## Assignment:
Look through the records and copy each line that has "pocket" in it.

## Source information:
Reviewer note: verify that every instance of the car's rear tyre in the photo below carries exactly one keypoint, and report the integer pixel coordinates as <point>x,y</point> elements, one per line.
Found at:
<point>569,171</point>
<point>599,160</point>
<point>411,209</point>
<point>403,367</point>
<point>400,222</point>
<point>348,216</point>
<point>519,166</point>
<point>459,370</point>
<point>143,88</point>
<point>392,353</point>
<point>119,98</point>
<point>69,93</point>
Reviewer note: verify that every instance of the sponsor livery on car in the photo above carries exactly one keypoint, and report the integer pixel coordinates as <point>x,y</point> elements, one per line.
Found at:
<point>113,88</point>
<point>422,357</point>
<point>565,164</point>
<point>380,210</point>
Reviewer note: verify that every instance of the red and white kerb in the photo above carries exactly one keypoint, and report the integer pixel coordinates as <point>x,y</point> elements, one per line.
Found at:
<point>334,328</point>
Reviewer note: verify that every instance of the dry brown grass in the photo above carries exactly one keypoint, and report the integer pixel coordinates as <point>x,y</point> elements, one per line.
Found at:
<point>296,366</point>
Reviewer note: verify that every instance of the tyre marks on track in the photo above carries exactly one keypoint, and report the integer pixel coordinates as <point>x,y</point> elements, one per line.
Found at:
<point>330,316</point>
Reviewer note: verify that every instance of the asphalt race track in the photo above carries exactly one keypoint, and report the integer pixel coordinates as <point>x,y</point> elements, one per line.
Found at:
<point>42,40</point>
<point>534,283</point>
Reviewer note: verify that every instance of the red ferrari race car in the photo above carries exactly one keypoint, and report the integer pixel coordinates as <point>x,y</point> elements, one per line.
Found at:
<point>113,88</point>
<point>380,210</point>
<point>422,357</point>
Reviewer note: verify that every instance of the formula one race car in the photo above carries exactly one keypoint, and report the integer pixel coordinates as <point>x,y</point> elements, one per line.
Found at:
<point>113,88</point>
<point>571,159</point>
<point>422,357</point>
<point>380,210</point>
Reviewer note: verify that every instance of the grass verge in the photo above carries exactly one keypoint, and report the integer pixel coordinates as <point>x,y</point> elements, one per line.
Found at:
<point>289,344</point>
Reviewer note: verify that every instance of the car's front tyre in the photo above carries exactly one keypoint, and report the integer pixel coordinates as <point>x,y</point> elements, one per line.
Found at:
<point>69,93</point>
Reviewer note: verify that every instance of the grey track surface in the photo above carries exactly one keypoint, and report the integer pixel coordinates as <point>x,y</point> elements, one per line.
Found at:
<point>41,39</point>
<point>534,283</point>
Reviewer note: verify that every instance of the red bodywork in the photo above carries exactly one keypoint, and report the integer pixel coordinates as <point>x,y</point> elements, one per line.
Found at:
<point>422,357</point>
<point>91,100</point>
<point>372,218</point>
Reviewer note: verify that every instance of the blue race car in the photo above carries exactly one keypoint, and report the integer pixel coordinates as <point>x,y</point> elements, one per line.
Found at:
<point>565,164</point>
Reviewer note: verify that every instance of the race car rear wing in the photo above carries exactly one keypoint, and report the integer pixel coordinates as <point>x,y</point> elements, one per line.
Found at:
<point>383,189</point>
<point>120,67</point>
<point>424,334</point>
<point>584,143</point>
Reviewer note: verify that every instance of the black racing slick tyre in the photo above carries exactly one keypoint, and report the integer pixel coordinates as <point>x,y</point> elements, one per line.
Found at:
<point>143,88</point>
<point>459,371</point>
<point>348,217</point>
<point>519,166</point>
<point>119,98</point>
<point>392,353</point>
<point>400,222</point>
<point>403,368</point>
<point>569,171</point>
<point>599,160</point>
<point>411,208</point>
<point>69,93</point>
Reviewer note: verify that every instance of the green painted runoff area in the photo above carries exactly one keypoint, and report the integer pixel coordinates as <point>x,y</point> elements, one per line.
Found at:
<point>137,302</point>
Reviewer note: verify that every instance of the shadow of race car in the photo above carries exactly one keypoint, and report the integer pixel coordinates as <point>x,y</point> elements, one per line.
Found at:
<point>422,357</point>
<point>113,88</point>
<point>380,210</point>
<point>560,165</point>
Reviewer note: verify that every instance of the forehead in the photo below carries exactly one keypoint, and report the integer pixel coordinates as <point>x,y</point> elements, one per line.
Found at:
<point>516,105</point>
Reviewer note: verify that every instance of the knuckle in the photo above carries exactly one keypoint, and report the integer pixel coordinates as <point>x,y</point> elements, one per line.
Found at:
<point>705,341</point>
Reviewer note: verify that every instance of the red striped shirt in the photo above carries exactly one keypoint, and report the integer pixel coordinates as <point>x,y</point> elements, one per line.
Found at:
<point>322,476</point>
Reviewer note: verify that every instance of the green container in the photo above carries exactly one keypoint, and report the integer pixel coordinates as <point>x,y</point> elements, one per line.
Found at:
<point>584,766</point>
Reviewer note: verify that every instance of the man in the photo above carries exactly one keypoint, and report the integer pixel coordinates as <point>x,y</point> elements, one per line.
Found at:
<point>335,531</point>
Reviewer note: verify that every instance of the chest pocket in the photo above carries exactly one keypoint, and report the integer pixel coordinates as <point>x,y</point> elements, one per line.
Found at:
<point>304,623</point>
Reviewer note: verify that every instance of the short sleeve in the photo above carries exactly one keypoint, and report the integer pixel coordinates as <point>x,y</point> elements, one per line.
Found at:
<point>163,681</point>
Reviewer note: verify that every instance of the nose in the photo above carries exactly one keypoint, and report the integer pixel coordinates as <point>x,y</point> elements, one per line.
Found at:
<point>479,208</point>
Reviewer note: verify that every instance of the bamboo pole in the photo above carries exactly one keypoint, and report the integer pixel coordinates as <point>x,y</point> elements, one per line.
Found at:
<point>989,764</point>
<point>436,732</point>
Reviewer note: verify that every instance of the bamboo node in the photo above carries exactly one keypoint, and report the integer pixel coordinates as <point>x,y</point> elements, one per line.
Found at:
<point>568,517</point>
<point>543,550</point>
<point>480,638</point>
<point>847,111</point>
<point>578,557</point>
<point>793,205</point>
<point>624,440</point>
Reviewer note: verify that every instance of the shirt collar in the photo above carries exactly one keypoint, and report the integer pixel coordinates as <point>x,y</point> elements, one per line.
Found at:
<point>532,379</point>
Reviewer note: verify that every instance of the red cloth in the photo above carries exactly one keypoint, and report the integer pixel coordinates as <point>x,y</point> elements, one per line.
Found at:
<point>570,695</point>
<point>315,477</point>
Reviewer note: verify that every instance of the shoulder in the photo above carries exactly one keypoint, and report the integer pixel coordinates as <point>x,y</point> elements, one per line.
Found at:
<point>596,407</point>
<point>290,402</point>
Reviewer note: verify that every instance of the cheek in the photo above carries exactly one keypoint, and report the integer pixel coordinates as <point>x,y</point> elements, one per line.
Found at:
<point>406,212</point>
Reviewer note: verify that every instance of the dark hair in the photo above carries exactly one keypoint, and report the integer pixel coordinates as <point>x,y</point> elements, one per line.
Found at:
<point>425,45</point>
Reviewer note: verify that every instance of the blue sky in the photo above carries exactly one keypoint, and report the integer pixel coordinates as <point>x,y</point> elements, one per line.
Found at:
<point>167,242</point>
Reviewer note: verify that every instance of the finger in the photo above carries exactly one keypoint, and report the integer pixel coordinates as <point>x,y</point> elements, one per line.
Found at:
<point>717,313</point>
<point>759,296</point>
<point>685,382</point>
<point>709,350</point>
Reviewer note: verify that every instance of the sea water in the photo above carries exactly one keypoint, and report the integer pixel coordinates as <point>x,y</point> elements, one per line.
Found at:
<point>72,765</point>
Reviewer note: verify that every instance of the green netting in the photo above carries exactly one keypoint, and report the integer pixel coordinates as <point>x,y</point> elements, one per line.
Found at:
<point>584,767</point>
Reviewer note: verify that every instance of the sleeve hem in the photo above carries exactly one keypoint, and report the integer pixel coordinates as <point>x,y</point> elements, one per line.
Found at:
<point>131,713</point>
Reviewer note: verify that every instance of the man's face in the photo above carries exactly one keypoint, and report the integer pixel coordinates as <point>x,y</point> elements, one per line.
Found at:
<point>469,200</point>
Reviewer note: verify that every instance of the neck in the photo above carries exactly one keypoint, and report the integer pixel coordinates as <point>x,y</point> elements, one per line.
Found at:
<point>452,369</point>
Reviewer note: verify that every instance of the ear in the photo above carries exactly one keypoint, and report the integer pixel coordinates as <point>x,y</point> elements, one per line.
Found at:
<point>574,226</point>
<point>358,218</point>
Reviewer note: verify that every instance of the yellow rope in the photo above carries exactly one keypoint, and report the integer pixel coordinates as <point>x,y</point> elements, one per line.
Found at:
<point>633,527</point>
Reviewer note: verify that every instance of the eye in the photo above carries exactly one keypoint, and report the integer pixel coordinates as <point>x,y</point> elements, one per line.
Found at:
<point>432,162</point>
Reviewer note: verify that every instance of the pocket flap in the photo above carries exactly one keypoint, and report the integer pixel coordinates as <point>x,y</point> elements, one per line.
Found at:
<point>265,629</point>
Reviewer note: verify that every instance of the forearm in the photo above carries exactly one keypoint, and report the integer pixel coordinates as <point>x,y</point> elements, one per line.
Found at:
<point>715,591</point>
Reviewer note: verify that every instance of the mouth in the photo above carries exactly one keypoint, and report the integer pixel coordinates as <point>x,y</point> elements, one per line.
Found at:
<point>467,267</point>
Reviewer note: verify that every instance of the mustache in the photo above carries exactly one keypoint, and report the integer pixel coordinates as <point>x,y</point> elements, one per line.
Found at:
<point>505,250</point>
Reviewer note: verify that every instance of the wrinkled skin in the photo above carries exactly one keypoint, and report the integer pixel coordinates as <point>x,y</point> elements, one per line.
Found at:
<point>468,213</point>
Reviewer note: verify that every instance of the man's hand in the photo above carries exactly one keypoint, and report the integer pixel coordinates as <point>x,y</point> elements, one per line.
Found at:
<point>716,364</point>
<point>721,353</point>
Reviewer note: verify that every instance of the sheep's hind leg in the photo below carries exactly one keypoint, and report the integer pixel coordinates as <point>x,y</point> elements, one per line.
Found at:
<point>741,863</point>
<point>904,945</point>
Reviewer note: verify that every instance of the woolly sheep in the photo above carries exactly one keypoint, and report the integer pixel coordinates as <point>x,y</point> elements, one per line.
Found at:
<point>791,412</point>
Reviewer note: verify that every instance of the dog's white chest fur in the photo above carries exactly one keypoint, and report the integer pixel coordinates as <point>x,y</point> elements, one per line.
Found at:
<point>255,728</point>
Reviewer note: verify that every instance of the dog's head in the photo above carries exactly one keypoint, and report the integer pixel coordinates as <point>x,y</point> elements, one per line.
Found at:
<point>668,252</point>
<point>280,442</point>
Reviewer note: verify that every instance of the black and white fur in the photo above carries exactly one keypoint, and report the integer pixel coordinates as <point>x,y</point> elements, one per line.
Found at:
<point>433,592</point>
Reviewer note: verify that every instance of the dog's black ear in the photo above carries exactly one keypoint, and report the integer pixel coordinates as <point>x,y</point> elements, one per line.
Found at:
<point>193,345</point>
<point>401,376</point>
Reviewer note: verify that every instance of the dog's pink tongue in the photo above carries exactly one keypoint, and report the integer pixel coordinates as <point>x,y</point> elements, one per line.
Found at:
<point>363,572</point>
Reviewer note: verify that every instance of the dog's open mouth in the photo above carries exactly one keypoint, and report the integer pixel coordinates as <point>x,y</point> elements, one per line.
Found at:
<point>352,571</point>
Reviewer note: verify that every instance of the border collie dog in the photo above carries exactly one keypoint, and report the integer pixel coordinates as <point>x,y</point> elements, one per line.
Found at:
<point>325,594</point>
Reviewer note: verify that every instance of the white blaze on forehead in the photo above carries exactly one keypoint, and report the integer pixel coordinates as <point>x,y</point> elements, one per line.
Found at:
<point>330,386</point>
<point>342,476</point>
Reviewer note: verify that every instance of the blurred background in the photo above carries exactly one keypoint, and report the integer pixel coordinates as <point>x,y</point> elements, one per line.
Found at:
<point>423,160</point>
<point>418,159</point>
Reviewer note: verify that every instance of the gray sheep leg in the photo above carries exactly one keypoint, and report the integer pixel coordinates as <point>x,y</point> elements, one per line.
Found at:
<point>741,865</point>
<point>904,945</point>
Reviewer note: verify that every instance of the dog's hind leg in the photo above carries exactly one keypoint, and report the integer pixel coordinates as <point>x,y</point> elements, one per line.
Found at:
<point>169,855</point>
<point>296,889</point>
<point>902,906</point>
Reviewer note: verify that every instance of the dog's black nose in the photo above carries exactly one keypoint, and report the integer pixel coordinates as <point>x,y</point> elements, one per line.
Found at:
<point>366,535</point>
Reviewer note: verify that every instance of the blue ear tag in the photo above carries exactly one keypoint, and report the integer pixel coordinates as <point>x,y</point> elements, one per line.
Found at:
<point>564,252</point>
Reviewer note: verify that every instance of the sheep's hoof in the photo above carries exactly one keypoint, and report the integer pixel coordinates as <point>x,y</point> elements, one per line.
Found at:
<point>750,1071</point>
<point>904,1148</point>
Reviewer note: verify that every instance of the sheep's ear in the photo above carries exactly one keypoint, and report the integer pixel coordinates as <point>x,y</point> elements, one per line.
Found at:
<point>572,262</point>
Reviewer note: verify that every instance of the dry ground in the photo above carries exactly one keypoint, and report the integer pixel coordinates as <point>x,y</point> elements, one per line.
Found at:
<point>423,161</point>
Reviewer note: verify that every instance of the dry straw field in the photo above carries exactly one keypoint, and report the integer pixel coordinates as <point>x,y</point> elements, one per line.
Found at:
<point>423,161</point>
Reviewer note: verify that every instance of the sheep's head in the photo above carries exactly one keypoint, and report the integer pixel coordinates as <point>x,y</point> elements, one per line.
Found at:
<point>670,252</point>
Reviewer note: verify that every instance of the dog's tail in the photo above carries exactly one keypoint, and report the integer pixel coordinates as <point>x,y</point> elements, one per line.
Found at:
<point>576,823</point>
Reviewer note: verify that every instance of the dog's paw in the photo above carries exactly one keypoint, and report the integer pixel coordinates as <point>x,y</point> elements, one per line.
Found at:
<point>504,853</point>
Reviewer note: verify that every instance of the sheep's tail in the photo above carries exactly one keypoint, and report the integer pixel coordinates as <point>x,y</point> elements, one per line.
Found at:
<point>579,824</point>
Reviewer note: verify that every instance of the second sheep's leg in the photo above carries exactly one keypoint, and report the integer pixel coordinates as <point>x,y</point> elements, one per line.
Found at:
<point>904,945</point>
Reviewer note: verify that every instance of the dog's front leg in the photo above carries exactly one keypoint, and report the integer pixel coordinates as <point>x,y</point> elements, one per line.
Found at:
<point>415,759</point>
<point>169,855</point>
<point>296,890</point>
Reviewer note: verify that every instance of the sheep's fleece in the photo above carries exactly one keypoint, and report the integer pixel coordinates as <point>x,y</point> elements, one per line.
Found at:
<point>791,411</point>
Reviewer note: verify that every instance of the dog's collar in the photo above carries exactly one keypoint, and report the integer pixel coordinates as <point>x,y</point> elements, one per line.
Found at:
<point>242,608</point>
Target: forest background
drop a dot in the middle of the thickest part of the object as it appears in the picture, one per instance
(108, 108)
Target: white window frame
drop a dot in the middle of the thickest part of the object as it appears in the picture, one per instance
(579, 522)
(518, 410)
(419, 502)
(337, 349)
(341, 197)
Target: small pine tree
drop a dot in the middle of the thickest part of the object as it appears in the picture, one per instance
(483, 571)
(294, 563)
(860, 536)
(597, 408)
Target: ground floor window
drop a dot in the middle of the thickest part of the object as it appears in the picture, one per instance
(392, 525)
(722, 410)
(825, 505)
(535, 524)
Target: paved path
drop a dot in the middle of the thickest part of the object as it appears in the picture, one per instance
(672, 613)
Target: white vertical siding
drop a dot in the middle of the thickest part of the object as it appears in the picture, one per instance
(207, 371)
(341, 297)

## Answer area:
Reviewer note: verify that every instance of the chest pocket in the photo above carries exactly one keypoint, and report the integer pixel coordinates as <point>x,y</point> elements, one per line.
Reviewer note: verify that every instance of the pocket flap in the photo above carries exactly one keypoint, and report the integer pixel coordinates as <point>x,y</point> elements, one per line.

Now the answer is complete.